CMS estimated that the annualized monetized cost per year for 2015 to 2018 will be $6.77 million in 2015 dollars. Quantitative costs include costs incurred by issuers and contributing entities to comply with provisions in the rule and costs incurred by states for complying with audits of state-operated reinsurance programs. CMS also estimated that this rule will result in annualized monetized transfers of $418.61 million (at a 7 percent discount rate) or $418.52 (at a 3 percent discount rate) from contributing entities and health insurance issuers to the federal government for the years 2015 to 2018.

(ii) Agency actions relevant to the Regulatory Flexibility Act (RFA), 5 U.S.C. §§ 603-605, 607, and 609

In its submission to us, CMS indicated that it prepared a regulatory flexibility analysis for this final rule. CMS estimated that approximately 141 out of 500 issuers of health insurance coverage nationwide had total premium revenue of $38.5 million or less and therefore would be considered small entities. However, the provisions of this final rule only establish a deadline for the use of MLR rebates by certain policyholders similar to the deadline that is already followed by most group policyholders and do not otherwise alter the requirements for rebate use by such policyholders. In addition, the clarification regarding how health insurance issuers must treat cost-sharing reductions in their MLR calculations simply aligns the MLR regulatory language with the risk corridors program.

(iii) Agency actions relevant to sections 202-205 of the Unfunded Mandates Reform Act of 1995, 2 U.S.C. §§ 1532-1535

Although CMS did not quantify all costs, it stated that the combined administrative cost and user fee impact on state, local, or tribal governments and the private sector may be above the Act’s threshold of $100 million ($141 million adjusted for inflation). In its statement to us, CMS indicated that it prepared a statement under the Act.

(iv) Other relevant information or requirements under acts and executive orders

Administrative Procedure Act, 5 U.S.C. §§ 551 et seq.

On November 26, 2014, CMS published a proposed rule. 79 Fed. Reg. 70,674. CMS received 313 comments from various stakeholders, including states, health insurance issuers, consumer groups, labor entities, industry groups, provider groups, patient safety groups, national interest groups, and other stakeholders. CMS responded to the public comments in the final rule.

Paperwork Reduction Act (PRA), 44 U.S.C. §§ 3501-3520

CMS determined that this final rule contains information collection requirements under the Act. CMS identified 12 such requirements with a total of 2,400 respondents, a total annual burden of 149,504.9 hours or $7,441,865, and a total annual cost, including capital and maintenance costs, of $7,529,240.

▶ _Description of the task_
Reproduce the passage of the CMS rule excerpt starting at "(ii) Agency actions" and ending at "risk corridors program.", word for word. The records that follow were drawn from a separate source.

▶ _Recorded data_
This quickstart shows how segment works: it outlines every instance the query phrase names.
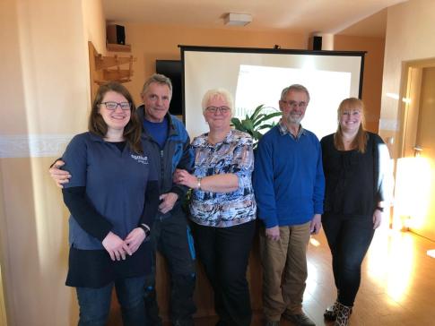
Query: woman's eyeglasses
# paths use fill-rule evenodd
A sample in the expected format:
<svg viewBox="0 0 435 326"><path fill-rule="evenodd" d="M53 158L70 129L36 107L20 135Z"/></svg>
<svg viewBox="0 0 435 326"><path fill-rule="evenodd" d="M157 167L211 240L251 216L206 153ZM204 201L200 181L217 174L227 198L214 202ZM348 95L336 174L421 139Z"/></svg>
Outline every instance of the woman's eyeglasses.
<svg viewBox="0 0 435 326"><path fill-rule="evenodd" d="M205 110L207 112L210 112L210 113L216 113L216 112L221 112L222 115L228 113L231 111L231 108L228 107L208 107L205 108Z"/></svg>
<svg viewBox="0 0 435 326"><path fill-rule="evenodd" d="M131 103L130 102L112 102L112 101L109 101L109 102L101 102L100 104L104 104L104 106L106 107L106 108L108 110L116 110L117 106L119 106L119 107L121 107L123 110L129 110L131 108Z"/></svg>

▶ _Output of the task_
(ii) Agency actions relevant to the Regulatory Flexibility Act (RFA), 5 U.S.C. §§ 603-605, 607, and 609

In its submission to us, CMS indicated that it prepared a regulatory flexibility analysis for this final rule. CMS estimated that approximately 141 out of 500 issuers of health insurance coverage nationwide had total premium revenue of $38.5 million or less and therefore would be considered small entities. However, the provisions of this final rule only establish a deadline for the use of MLR rebates by certain policyholders similar to the deadline that is already followed by most group policyholders and do not otherwise alter the requirements for rebate use by such policyholders. In addition, the clarification regarding how health insurance issuers must treat cost-sharing reductions in their MLR calculations simply aligns the MLR regulatory language with the risk corridors program.